■ **SELECTED PASSAGE**:
▼▼▼
Towards Understanding Generalization in DP-GD: A Case Study in Training Two-Layer CNNs

TL;DR

This paper explores how differentially private gradient descent (DP-GD) can outperform standard gradient descent (GD) in training two-layer CNNs, achieving better generalization and privacy preservation under certain conditions.

Contribution

It provides a theoretical and empirical analysis showing DP-GD can yield superior generalization in specific neural network training scenarios compared to GD.

Findings

DP-GD can outperform GD in generalization under certain signal-to-noise ratios.

Small signal-to-noise ratios can cause GD to have poor test accuracy, while DP-GD maintains good accuracy.

Numerical simulations support the theoretical advantages of DP-GD in privacy-preserving training.
▲▲▲
■ **PROVIDED MATERIAL**:
▼▼▼
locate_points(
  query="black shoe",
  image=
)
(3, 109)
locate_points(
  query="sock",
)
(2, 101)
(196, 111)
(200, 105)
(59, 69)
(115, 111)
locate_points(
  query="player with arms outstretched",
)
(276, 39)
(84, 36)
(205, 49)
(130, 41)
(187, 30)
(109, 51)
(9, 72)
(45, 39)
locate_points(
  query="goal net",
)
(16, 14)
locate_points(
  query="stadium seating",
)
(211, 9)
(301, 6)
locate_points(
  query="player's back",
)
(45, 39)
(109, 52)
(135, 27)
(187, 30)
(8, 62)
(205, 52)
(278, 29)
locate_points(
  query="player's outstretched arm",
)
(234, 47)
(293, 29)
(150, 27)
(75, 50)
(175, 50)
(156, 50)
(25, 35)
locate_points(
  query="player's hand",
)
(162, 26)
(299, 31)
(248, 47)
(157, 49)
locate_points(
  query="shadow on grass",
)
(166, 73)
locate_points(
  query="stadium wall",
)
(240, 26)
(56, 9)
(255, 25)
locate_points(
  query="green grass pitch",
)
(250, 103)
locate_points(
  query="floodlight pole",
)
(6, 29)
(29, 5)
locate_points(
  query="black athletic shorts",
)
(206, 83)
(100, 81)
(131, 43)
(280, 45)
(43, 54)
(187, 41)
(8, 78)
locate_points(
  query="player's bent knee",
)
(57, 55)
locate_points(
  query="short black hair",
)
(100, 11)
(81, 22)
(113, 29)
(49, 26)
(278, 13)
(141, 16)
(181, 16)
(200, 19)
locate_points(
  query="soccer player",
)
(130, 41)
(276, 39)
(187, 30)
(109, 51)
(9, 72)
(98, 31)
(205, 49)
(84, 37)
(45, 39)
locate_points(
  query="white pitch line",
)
▲▲▲
■ **LIST OF TASKS**:
**1)** Answer these questions using the paper summary:
(a) According to the TL;DR, what two benefits can DP-GD achieve over standard GD under certain conditions?
(b) What can cause GD to have poor test accuracy?
(c) What supports the theoretical advantages of DP-GD in privacy-preserving training?
**2)** Rewrite the part of the paper summary that begins at the words "It provides a" and stops after "certain signal-to-noise ratios.", replacing "generalization" with "test performance".

■ **ANSWERS BY ITEM**:
**1)**
(a) Better generalization and privacy preservation.
(b) Small signal-to-noise ratios.
(c) Numerical simulations.

**2)**
It provides a theoretical and empirical analysis showing DP-GD can yield superior test performance in specific neural network training scenarios compared to GD.

Findings

DP-GD can outperform GD in test performance under certain signal-to-noise ratios.